WORK INSTRUCTION:
Transcribe the entries that follow, every word as written, and drop the pictures.

** SOURCE DATA follows **

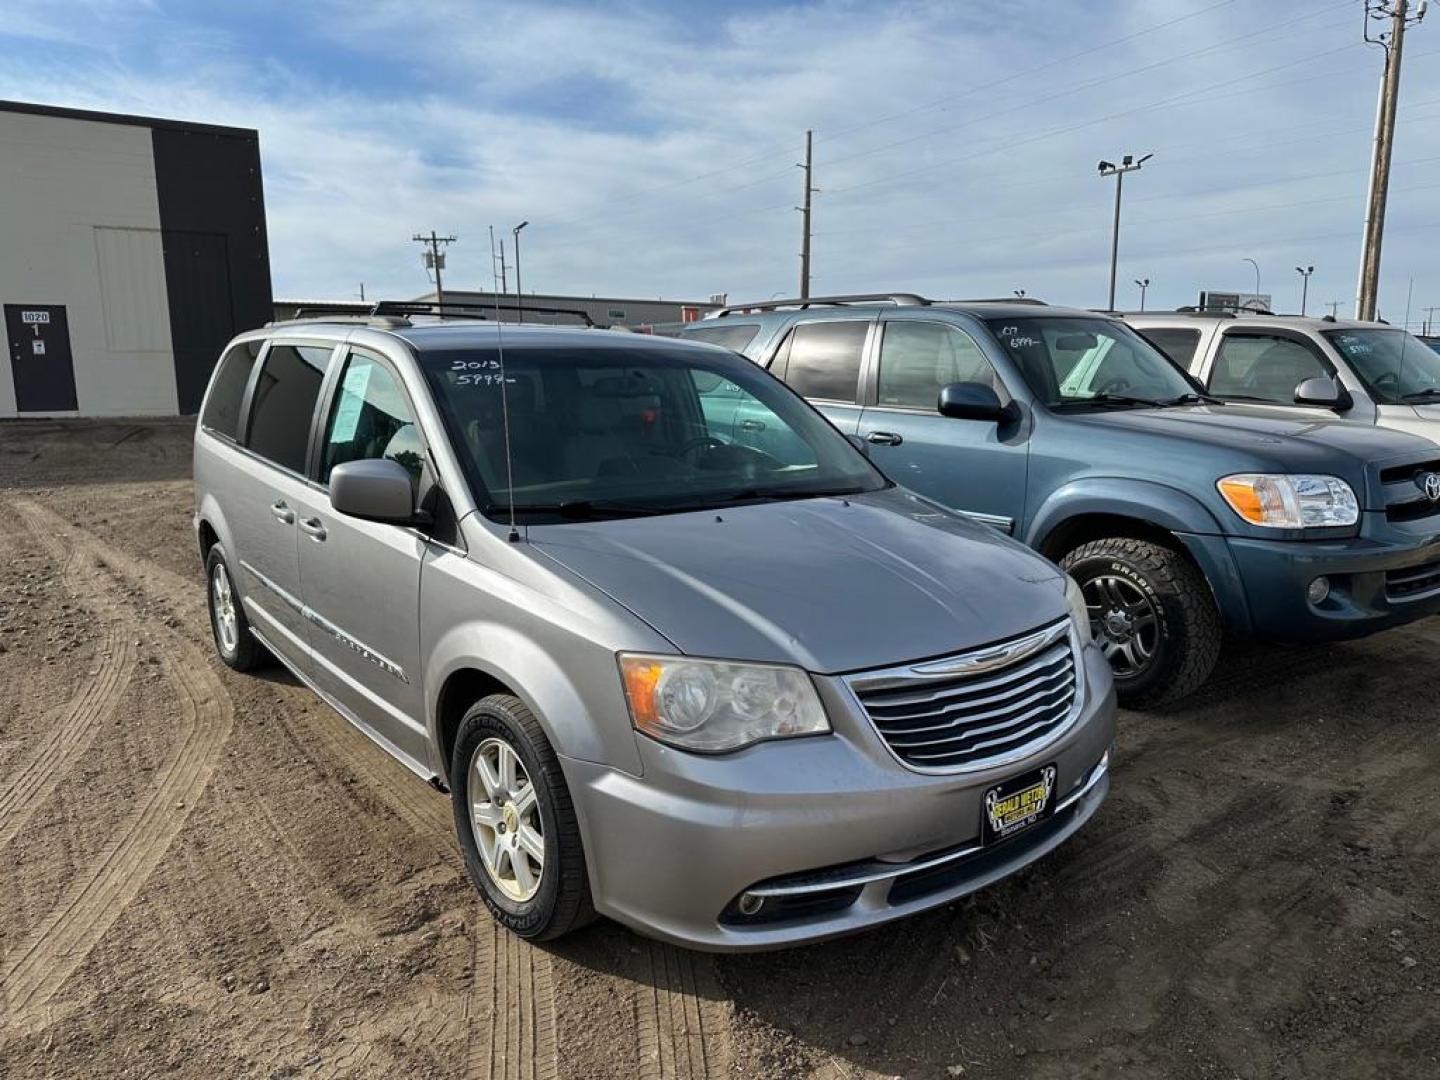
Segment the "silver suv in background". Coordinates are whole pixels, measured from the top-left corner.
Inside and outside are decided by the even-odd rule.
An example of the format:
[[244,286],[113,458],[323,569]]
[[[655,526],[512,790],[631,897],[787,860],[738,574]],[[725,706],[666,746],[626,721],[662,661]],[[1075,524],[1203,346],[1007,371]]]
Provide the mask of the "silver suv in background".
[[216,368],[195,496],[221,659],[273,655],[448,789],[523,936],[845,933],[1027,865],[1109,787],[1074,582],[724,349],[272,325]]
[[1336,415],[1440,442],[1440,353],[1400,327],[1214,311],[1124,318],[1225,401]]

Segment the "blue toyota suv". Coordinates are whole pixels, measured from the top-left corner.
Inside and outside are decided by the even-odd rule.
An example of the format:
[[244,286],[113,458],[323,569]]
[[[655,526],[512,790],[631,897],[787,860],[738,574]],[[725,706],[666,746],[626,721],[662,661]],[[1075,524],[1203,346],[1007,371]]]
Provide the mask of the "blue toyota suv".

** End of SOURCE DATA **

TASK RESPONSE:
Segment the "silver suv in background". Coordinates are whole pixels, measured from the top-left corner.
Inside and outside are decided by the even-odd rule.
An example of the format:
[[244,286],[113,458],[323,569]]
[[[655,526],[512,790],[631,897],[787,860],[738,574]],[[725,706],[666,746],[626,721],[662,661]],[[1075,524],[1203,346],[1007,371]]]
Provide the mask of the "silver suv in background".
[[216,368],[195,496],[221,659],[273,655],[448,789],[523,936],[845,933],[1027,865],[1109,787],[1074,582],[724,349],[272,325]]
[[1336,415],[1440,442],[1440,353],[1400,327],[1214,311],[1124,318],[1225,401]]

Segment the "blue toyota suv". Coordinates are whole pixels, measured from the top-left corner.
Inside and outside are decided by the even-odd rule.
An example of the format:
[[244,286],[113,458],[323,569]]
[[[655,526],[512,790],[631,897],[787,860],[738,574]],[[725,706],[666,746],[626,721],[662,661]],[[1075,524],[1203,346],[1007,371]]]
Provide the mask of the "blue toyota suv".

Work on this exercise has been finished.